* _What you will do_: Pick out every line in the rows below that contains the word "gray", and copy each of those lines.

* _The records_:

============

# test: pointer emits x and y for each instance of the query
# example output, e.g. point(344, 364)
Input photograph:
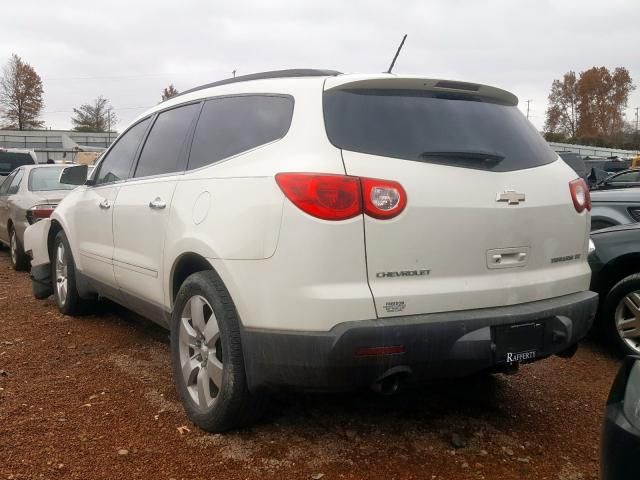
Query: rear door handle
point(157, 204)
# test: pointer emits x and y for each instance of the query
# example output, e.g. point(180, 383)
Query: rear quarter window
point(231, 125)
point(452, 129)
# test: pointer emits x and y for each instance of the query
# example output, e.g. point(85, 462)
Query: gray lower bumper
point(434, 345)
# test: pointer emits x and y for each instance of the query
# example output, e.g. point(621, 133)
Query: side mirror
point(76, 175)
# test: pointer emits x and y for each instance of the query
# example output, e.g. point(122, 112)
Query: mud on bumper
point(427, 346)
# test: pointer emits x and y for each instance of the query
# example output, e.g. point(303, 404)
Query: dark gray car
point(615, 207)
point(27, 195)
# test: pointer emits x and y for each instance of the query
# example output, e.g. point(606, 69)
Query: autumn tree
point(94, 117)
point(590, 105)
point(562, 114)
point(603, 98)
point(169, 92)
point(21, 95)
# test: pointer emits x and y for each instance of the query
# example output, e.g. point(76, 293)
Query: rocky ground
point(93, 398)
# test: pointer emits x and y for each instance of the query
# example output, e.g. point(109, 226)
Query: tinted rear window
point(12, 160)
point(42, 179)
point(457, 130)
point(232, 125)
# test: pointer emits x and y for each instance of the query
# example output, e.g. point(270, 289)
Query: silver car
point(28, 194)
point(614, 207)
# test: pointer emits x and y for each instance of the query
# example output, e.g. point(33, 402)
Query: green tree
point(169, 92)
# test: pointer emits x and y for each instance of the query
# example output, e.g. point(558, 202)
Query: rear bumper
point(435, 345)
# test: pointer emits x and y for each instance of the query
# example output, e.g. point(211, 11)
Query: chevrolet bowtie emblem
point(511, 197)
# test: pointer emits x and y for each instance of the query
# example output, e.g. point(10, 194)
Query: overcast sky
point(129, 50)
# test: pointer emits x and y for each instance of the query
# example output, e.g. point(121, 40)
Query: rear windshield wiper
point(490, 157)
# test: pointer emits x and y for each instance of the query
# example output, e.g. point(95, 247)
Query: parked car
point(615, 207)
point(620, 442)
point(624, 179)
point(241, 224)
point(575, 161)
point(12, 158)
point(615, 263)
point(27, 195)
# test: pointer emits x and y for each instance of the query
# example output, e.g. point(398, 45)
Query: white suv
point(321, 231)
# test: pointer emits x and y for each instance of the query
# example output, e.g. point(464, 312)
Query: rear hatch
point(489, 219)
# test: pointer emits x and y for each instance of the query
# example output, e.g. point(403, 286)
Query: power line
point(121, 108)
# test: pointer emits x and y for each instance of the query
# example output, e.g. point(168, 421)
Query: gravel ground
point(93, 398)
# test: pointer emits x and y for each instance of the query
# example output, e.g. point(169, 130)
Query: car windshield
point(47, 178)
point(12, 160)
point(423, 126)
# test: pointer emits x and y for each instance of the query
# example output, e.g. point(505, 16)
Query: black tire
point(72, 304)
point(233, 405)
point(19, 259)
point(611, 306)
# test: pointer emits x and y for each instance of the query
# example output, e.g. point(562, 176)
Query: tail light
point(383, 198)
point(580, 195)
point(38, 212)
point(329, 197)
point(339, 197)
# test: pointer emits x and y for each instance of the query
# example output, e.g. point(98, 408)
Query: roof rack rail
point(299, 72)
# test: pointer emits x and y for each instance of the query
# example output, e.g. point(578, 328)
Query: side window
point(231, 125)
point(166, 141)
point(117, 164)
point(4, 188)
point(15, 184)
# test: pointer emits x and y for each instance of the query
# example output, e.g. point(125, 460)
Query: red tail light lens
point(339, 197)
point(383, 199)
point(39, 212)
point(329, 197)
point(580, 195)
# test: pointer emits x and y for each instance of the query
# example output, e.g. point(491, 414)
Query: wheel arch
point(186, 264)
point(617, 269)
point(51, 236)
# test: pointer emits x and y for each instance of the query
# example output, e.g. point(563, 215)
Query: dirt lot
point(93, 398)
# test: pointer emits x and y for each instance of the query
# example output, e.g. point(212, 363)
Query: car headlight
point(632, 396)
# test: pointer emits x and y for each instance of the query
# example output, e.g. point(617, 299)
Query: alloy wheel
point(62, 280)
point(200, 352)
point(627, 318)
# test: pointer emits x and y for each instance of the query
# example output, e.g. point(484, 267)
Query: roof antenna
point(393, 62)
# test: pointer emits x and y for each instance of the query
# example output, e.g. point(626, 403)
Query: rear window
point(12, 160)
point(232, 125)
point(456, 130)
point(42, 179)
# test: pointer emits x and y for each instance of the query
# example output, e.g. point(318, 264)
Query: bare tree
point(169, 92)
point(94, 117)
point(21, 95)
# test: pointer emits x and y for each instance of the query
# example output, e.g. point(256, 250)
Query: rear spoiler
point(390, 81)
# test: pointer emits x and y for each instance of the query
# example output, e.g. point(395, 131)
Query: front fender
point(35, 242)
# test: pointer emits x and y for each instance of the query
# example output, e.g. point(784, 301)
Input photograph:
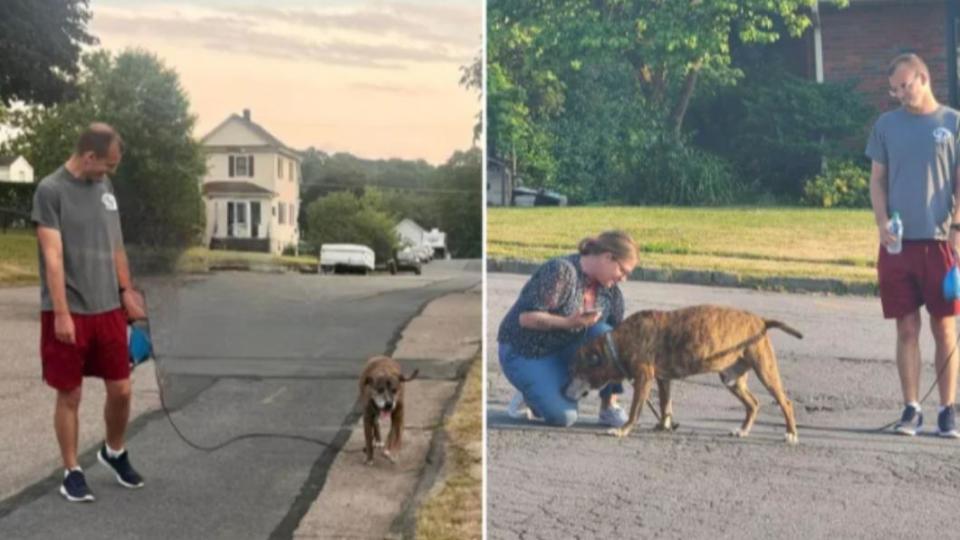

============

* _Output_:
Query: gray lower bumper
Query: dark gray car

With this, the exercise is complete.